[Work request] Would you give the entries below again, precisely as they are written?

════════

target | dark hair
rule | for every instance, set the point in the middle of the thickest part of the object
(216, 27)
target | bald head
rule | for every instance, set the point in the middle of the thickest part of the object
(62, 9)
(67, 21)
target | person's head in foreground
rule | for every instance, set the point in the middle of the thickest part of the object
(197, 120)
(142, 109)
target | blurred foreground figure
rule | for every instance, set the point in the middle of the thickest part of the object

════════

[Written solution]
target | dark hair
rule | for every instance, set the point in the middle of the thickest part of the object
(216, 27)
target | bald head
rule | for every instance, set the point in the middle of the thickest part of the object
(62, 9)
(67, 21)
target | person's head in foreground
rule | for every instance, set the point in the middle of the thickest part of the object
(197, 120)
(142, 109)
target | blurred foreground figure
rule | for every instance, set the point in the middle of the thickest part of the object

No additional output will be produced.